### Set task
Please copy out the records below, substituting "billiard ball" for every occurrence of "pool ball" and leaving all other text as it is.

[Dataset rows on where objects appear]
-------
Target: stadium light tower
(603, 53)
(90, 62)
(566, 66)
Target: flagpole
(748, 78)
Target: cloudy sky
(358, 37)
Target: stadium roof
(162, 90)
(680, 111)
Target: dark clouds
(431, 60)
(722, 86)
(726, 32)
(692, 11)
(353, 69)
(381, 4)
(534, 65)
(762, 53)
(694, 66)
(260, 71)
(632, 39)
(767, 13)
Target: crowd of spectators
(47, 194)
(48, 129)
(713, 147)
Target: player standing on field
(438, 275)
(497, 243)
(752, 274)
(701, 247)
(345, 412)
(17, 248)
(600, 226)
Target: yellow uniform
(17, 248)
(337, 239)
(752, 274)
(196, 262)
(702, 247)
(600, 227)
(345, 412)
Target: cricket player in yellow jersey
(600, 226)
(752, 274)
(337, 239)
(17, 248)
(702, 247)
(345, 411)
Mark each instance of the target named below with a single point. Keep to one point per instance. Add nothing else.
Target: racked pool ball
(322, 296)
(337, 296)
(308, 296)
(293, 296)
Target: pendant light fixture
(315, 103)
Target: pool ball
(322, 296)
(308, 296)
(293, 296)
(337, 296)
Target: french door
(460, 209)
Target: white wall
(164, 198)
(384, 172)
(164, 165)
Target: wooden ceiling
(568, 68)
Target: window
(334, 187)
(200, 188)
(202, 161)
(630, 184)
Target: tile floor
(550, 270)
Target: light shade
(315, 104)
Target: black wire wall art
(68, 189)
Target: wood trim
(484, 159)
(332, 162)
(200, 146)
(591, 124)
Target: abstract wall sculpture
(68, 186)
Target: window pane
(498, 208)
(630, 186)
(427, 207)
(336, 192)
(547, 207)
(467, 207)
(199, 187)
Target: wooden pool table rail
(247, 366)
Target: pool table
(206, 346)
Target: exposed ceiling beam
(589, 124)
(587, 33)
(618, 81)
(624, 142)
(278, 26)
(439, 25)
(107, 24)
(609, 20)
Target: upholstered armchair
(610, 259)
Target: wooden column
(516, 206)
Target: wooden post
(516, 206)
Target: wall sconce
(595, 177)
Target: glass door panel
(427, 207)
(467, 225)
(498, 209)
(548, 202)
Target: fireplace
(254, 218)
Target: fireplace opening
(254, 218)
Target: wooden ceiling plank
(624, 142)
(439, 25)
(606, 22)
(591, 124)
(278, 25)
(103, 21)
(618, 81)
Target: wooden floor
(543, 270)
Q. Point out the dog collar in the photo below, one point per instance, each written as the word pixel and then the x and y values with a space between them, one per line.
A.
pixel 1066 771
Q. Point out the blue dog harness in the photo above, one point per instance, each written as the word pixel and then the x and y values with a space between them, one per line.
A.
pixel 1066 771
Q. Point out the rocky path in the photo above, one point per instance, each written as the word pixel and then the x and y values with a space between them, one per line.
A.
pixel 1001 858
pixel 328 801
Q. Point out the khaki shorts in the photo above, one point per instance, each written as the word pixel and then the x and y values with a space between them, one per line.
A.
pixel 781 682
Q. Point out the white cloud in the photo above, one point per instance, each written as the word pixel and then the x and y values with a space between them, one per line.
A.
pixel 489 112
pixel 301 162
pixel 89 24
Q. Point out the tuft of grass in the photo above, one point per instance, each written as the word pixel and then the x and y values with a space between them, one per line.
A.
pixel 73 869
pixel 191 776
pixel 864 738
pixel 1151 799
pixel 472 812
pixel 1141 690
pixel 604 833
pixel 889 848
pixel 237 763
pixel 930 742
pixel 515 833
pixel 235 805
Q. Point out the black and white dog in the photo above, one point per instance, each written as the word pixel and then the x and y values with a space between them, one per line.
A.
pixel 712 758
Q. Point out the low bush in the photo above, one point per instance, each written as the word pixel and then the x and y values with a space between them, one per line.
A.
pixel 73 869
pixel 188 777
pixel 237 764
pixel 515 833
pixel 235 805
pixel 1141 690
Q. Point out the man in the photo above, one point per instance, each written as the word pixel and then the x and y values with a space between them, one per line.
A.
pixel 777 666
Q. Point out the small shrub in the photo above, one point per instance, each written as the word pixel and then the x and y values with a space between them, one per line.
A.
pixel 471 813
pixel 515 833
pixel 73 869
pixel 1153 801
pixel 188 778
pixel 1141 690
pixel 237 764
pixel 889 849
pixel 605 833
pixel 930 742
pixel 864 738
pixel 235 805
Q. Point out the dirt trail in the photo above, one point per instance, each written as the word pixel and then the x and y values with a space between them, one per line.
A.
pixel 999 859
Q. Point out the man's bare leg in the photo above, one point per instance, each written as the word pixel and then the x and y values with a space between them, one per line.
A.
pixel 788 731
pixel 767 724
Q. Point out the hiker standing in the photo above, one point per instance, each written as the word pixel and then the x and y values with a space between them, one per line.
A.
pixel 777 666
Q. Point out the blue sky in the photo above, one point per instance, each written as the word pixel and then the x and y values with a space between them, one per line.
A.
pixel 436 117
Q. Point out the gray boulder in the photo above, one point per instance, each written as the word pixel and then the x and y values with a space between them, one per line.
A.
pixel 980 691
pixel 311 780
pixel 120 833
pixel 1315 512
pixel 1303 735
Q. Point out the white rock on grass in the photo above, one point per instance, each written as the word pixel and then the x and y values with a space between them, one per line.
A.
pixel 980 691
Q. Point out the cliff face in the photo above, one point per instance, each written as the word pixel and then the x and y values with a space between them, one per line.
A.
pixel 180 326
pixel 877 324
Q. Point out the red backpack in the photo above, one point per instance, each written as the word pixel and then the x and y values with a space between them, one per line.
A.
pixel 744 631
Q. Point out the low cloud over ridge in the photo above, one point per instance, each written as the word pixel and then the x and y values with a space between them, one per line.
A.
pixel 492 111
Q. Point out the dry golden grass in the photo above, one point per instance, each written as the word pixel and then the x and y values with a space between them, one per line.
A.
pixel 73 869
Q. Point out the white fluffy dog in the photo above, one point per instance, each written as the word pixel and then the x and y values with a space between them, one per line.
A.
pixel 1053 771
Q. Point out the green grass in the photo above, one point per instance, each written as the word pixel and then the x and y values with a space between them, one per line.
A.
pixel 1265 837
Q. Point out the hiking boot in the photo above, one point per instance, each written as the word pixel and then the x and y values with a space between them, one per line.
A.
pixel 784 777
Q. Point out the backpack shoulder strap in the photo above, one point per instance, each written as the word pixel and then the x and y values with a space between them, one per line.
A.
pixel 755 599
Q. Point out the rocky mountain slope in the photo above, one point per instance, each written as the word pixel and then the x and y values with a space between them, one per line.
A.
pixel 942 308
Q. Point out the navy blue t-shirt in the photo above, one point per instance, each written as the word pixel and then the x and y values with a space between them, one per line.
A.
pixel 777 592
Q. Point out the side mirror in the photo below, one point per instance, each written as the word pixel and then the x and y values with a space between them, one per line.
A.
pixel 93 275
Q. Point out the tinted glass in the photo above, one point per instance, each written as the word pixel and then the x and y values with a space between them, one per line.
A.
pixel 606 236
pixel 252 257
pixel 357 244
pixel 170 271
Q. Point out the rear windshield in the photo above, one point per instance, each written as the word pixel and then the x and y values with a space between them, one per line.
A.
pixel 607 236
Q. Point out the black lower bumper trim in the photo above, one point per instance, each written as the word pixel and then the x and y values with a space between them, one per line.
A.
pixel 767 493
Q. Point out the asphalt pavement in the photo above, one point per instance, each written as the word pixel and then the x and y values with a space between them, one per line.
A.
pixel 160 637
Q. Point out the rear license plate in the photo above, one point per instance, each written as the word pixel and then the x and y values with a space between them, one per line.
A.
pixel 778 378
-------
### Task output
Target: stadium light tower
(603, 53)
(90, 62)
(566, 66)
Target: flagpole
(748, 78)
Target: cloudy sky
(358, 37)
Target: stadium roof
(162, 90)
(680, 111)
Target: dark clouds
(431, 60)
(722, 86)
(726, 32)
(692, 11)
(353, 69)
(381, 4)
(534, 65)
(762, 53)
(694, 66)
(260, 71)
(632, 39)
(767, 13)
Target: crowd of spectators
(47, 194)
(48, 129)
(713, 147)
Target: player standing on field
(438, 275)
(497, 243)
(752, 274)
(701, 247)
(345, 412)
(17, 248)
(600, 226)
Target: yellow uniform
(17, 248)
(337, 239)
(752, 274)
(196, 262)
(702, 247)
(600, 227)
(345, 412)
Target: cricket player in yellow jersey
(600, 226)
(752, 274)
(337, 239)
(17, 248)
(702, 247)
(345, 411)
Mark each instance of the target named below with a single point. Keep to one point per instance. Add nothing else.
Target: racked billiard ball
(322, 296)
(337, 296)
(308, 296)
(293, 296)
Target: pendant light fixture
(315, 103)
Target: billiard ball
(322, 296)
(308, 296)
(293, 296)
(337, 296)
Target: french door
(460, 209)
Target: white wall
(164, 198)
(384, 172)
(164, 165)
Target: wooden ceiling
(568, 68)
Target: window
(334, 187)
(200, 188)
(202, 161)
(630, 184)
Target: tile floor
(550, 270)
Target: light shade
(315, 104)
Target: black wire wall art
(68, 189)
Target: wood trim
(484, 159)
(332, 162)
(200, 146)
(591, 124)
Target: abstract wall sculpture
(68, 186)
Target: window pane
(498, 208)
(630, 186)
(427, 207)
(336, 192)
(547, 207)
(467, 207)
(199, 187)
Target: wooden pool table rail
(247, 366)
Target: pool table
(206, 346)
Target: exposed ceiling beam
(589, 124)
(587, 33)
(618, 81)
(624, 142)
(278, 26)
(439, 25)
(107, 24)
(609, 20)
Target: upholstered armchair
(610, 259)
Target: wooden column
(516, 206)
Target: wooden post
(516, 206)
Target: wall sconce
(595, 177)
Target: glass door panel
(427, 207)
(467, 225)
(498, 209)
(548, 202)
Target: fireplace
(254, 218)
Target: fireplace opening
(254, 218)
Target: wooden ceiling plank
(624, 142)
(439, 25)
(606, 22)
(591, 124)
(278, 25)
(103, 21)
(618, 81)
Target: wooden floor
(543, 270)
Q. Point out the dog collar in the photo below, one point per instance, each written as the word pixel and then the x and y values with a space between them, one per line.
A.
pixel 1066 771
Q. Point out the blue dog harness in the photo above, one point per instance, each written as the word pixel and then the x and y values with a space between them, one per line.
A.
pixel 1066 771
Q. Point out the rocky path in the photo above, one point per instance, each written as the word pixel and then the x and y values with a space between them, one per line.
A.
pixel 1001 858
pixel 328 801
Q. Point out the khaki shorts in the photo above, one point per instance, each written as the word pixel and then the x and y values with a space between them, one per line.
A.
pixel 781 682
Q. Point out the white cloud in the photo above, one point per instance, each written as the word pixel and then the x and y values with a space between them, one per line.
A.
pixel 489 112
pixel 301 162
pixel 89 24
Q. Point out the tuft of grass in the photo above, one point per instance, each written as the word pixel and then the x and y values with a space between them, one per line.
A.
pixel 73 869
pixel 191 776
pixel 864 738
pixel 1151 799
pixel 472 812
pixel 1141 690
pixel 604 833
pixel 889 848
pixel 237 763
pixel 930 742
pixel 515 833
pixel 235 805
Q. Point out the black and white dog in the photo above, one point per instance, each written as the word pixel and then the x and y values with a space between them, one per line.
A.
pixel 712 758
Q. Point out the low bush in the photo above, one point per instance, each written as the word pixel and then the x and y values with a space between them, one per line.
A.
pixel 73 869
pixel 188 777
pixel 237 764
pixel 515 833
pixel 235 805
pixel 1141 690
Q. Point out the man in the photo above, one point per instance, each written as the word pixel and then the x and y values with a space between them, one per line.
A.
pixel 777 666
Q. Point out the small shrub in the photo above, one point per instance, each written as the word pixel and then the x and y values with a space between them, one per line.
A.
pixel 471 813
pixel 515 833
pixel 73 869
pixel 1153 801
pixel 188 778
pixel 1141 690
pixel 237 764
pixel 889 849
pixel 605 833
pixel 930 742
pixel 864 738
pixel 235 805
Q. Point out the dirt trail in the photo above, one point per instance, each written as the word pixel and then the x and y values with a space between them, one per line.
A.
pixel 999 859
Q. Point out the man's bare leg in the photo above, one point per instance, each written as the word pixel and then the x and y values with a space between them, one per line.
A.
pixel 788 731
pixel 767 724
Q. Point out the hiker standing in the photo above, one point per instance, each written as the word pixel and then the x and y values with a space between them, one per line.
A.
pixel 777 666
Q. Point out the blue sky in the photo above, one point per instance, each written as the word pixel and then the x and y values with a space between them, one per line.
A.
pixel 436 117
Q. Point out the gray boulder in the photo above, one point per instance, each written as the word pixel and then the x and y values with a space between them, one per line.
A.
pixel 980 691
pixel 311 780
pixel 120 833
pixel 1315 512
pixel 1303 735
Q. Point out the white rock on grass in the photo above, one point per instance, each written as the word pixel and then the x and y values with a space between them, one per line.
A.
pixel 980 691
Q. Point out the cliff face in the photo above, one point per instance, each written as the word pixel and then the x and y values with a space between them, one per line.
A.
pixel 180 326
pixel 877 324
Q. Point out the red backpack in the photo above, one point per instance, each written as the word pixel and then the x and y values with a space between them, one per line.
A.
pixel 744 631
Q. Point out the low cloud over ridge in the photo above, one point per instance, each written as the word pixel and then the x and y values with a space between them, one per line.
A.
pixel 492 111
Q. Point out the dry golden grass in the photo above, one point per instance, each written as the word pixel and then the x and y values with a space between them, one per line.
A.
pixel 73 869
Q. Point out the white fluffy dog in the photo above, one point per instance, each written as the word pixel and then the x and y values with a space between them, one per line.
A.
pixel 1053 771
Q. Point out the green grass in the photo above, one point per instance, each written as the word pixel and then the x and y values with a space between them, one per line.
A.
pixel 1265 837
Q. Point out the hiking boot in the photo above, one point per instance, each written as the word pixel and then the x and y values with a space between them, one per line.
A.
pixel 784 777
Q. Point out the backpack shoulder strap in the photo above, one point per instance, each written as the word pixel and then the x and y values with a space between them, one per line.
A.
pixel 755 599
Q. Point out the rocky mountain slope in the photo above, one point per instance, each written as the word pixel and then the x and y values with a space between them, one per line.
A.
pixel 942 308
Q. Point out the navy blue t-shirt in the photo above, one point per instance, each written as the word pixel and then the x and y values with a space between them, one per line.
A.
pixel 777 592
Q. Point out the side mirror in the photo below, one point per instance, each written as the word pixel and then the x and y values with a space between them, one per line.
A.
pixel 93 275
Q. Point out the tinted glass in the photo above, one point per instance, each written as the word pixel and then the x and y values with a space between them, one per line.
A.
pixel 606 236
pixel 252 257
pixel 357 244
pixel 170 271
Q. Point out the rear windshield in the photo above, one point per instance, each written as the word pixel and then the x and y values with a space between them, one per line.
A.
pixel 607 236
Q. Point out the black lower bumper trim in the photo above, one point per instance, each written as the word pixel and then the x and y values with a space between them, one per line.
A.
pixel 767 493
Q. Point out the asphalt pavement in the photo above, one point per instance, each written as the word pixel and then the x and y values with a space between them, one per line.
A.
pixel 160 637
Q. Point out the rear license plate in the photo above, one point per instance, each written as the word pixel and then the x and y values with a space between them, one per line.
A.
pixel 778 378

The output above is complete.